Since extra time is required at work these days, it is vital for us to be more intentional about how we spend the limited time we have with the people who matter most. A balanced life strategy might be worth considering: one less TV show, one more story shared, one less couch potato evening, one more stroll in the twilight, one less cell phone call/text message at the dinner table, one more minute really listening about your day, one less long email, one more note with a stamp, one less rush out the door, one more long goodbye hug, one less minute complaining about what we don’t have, one more hour helping someone who is worse off than we are.

Working Journal Entry: Anyone can find success in good times, but to be successful in down times takes a better strategy and intentional execution. But that’s not all. What will you do more and less to come out ahead in leadership and life in 2009 ?

Leading the People that are Left

It’s been a few weeks since the big layoff. You are hoping things will get back to normal soon. Then as you walk past a half vacant row of cubicles, you overhear another “Who will be next?” conversation cut short by the sound of your footsteps. In silence you ask, “How can I help my people get fully engaged again?” There is no a right answer to this question, but here are a few suggestions I have gathered over the years from managers who have asked themselves this question and found a few things that work.

Create a Clear Agenda – Put a simple plan in place today. Point your team toward real goals. Don’t assume people are on the same page with you, no matter how smart and experienced they are. Give them a short-term vision to strive for and fill in details as things get clearer for you.

Tell Two Sides of the Truth – First, speak candidly about the intended benefits of the decision to downsize. Remind them that it may not be over, but you hope it is. Then listen to their concerns. Second, talk about how you feel about all the changes. If things are unnerving to you, tell them. People follow confident and humble leaders.

Clarify Roles and Provide Training – During rapid change, role clarity is critical. Make sure everyone knows where they stand and who they report to. Start cross-training immediately. Set-up ways they can learn cutting edge technology and provide assessment tools to help people understand other careers that could fit them. People feel more secure when they have options and marketable skills, plus they will be prepared to perform at a higher level when the market turns up.

━━━━━━━━━━━━━━━━━━━━

### Explore the material
(a) Answer these questions about the leadership text:
(i) In the balanced life strategy, what is paired with "one less long email"?
(ii) What kind of conversation does the manager overhear while walking past the half vacant row of cubicles?
(iii) Under "Clarify Roles and Provide Training," when should cross-training start?
(b) Write the next part of the leadership text, picking up after its last sentence.
The records are separate material and have no connection to the leadership text.

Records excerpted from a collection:
━━━━━━━━━━━━━━━━━━━━

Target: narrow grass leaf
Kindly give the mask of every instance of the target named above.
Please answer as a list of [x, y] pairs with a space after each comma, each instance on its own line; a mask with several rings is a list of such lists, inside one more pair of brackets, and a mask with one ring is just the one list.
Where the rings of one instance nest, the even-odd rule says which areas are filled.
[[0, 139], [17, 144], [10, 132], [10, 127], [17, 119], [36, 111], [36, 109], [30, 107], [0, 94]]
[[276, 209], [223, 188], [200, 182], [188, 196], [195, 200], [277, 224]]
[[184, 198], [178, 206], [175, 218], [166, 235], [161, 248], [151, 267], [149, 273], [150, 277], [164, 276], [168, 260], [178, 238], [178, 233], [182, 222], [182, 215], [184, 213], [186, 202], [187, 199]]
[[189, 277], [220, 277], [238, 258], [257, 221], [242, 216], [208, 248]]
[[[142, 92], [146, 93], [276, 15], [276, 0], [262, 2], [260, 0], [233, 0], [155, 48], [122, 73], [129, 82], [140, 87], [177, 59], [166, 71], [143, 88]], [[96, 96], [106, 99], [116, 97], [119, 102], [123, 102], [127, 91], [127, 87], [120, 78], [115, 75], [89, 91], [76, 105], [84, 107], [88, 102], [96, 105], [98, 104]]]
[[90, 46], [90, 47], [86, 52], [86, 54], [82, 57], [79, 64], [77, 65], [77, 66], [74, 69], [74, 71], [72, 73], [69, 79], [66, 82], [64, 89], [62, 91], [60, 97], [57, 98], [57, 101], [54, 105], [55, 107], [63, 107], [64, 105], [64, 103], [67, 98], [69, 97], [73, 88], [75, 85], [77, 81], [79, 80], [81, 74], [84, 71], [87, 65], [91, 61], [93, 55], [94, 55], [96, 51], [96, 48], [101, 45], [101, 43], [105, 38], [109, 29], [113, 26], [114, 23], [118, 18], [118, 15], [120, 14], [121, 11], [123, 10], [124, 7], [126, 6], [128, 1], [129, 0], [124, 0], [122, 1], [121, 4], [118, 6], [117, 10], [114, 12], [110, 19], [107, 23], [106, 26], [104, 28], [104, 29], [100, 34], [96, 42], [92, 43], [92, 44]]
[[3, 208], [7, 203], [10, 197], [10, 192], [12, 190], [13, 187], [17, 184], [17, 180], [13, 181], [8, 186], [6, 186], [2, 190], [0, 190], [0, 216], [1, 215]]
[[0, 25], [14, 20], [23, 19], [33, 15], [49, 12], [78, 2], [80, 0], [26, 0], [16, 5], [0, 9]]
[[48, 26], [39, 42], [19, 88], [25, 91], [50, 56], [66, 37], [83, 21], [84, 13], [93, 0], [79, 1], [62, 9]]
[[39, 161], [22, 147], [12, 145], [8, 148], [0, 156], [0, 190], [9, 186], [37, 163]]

━━━━━━━━━━━━━━━━━━━━

### Results of the tasks
(a)
(i) One more note with a stamp.
(ii) A "Who will be next?" conversation.
(iii) Immediately.

(b)
Fill the Communication Pipeline – You made an official announcement and you even sent a follow- up email the next week. That should be enough. Wrong. The problem is people don’t retain information well when under stress. Make it a habit to update people even about small changes. If you don’t give out small bits of information consistently, someone with no information and a big imagination will.

Take Care of You – Do you have a documented career plan? Is your business network strong? Are your family relationships what they need to be? How are you keeping physically healthy and spiritually strong? Pre-flight airline instructions are always to put on the oxygen mask first and then assist others. To lead others through uncertainty tomorrows, take a deep breath and start getting in shape today. Most of us can’t do this alone. Find someone you trust to listen and hold you on focus.

Use Humor – “Laughter doeth good like a medicine,” said King Solomon in the book of Proverbs. Studies continue to support the healing power of laughter. Getting results at work is serious business, but living life is funny business. Use self- effacing opportunities to show the lighter side of you and never make others the brunt of a joke. When people laugh together as a group, they pull together as a team.

Working Journal Entry: Do any of these ideas suit you? If so, try them for a week or so and let me know what happens. Remember to lead with your head and your heart when leading the people who are left.